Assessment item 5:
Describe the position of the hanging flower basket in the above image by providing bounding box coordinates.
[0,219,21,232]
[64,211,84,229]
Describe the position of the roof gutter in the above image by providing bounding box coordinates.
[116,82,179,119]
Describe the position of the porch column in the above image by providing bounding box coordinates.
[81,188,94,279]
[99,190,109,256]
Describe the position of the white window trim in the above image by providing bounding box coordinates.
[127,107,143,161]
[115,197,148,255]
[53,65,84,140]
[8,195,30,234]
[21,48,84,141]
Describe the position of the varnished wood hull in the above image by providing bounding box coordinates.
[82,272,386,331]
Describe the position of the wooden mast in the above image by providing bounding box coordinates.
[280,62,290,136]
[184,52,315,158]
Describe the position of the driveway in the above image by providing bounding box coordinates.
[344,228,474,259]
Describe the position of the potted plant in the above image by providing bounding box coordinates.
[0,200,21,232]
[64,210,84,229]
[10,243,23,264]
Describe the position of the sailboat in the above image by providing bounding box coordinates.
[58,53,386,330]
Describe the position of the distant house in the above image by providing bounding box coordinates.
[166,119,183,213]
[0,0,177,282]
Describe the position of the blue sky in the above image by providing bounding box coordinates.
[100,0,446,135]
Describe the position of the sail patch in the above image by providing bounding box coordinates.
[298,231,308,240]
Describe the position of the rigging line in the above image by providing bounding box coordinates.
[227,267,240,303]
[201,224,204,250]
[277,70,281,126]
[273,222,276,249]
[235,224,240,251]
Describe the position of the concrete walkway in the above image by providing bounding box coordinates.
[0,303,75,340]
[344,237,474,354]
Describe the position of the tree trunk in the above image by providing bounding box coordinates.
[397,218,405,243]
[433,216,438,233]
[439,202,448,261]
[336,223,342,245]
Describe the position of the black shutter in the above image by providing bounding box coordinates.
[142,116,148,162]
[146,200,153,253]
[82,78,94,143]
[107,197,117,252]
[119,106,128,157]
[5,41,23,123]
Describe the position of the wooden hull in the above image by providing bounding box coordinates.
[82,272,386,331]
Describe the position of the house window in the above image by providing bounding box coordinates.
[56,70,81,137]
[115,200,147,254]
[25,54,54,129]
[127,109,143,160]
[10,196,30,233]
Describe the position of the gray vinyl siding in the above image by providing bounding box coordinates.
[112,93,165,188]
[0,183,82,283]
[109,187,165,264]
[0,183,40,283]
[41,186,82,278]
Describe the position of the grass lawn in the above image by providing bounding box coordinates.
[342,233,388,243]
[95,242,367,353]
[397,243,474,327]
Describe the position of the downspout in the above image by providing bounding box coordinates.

☆ ☆ ☆ ☆ ☆ ☆ ☆

**What you are asked to do:** Reproduce the lines of the material above unchanged, from the line containing "Describe the position of the porch" through the line containing "[10,243,23,264]", including both of those lines.

**Result of this exercise:**
Describe the position of the porch column in the above image by providing bounding box coordinates.
[81,188,94,279]
[99,190,109,256]
Describe the position of the white window trim in the above image by providing bounding box coordinates.
[127,107,143,161]
[115,197,148,255]
[53,65,84,140]
[8,195,30,234]
[21,48,84,141]
Describe the position of the varnished wood hull in the above image by providing bounding box coordinates.
[82,272,386,331]
Describe the position of the wooden mast in the above image by providing bounding box coordinates.
[280,62,290,136]
[184,52,315,158]
Describe the position of the driveway in the above image by providing bounding box coordinates.
[344,228,474,259]
Describe the position of the potted plant in the above image by providing bounding box coordinates.
[0,200,21,232]
[64,210,84,229]
[10,243,23,264]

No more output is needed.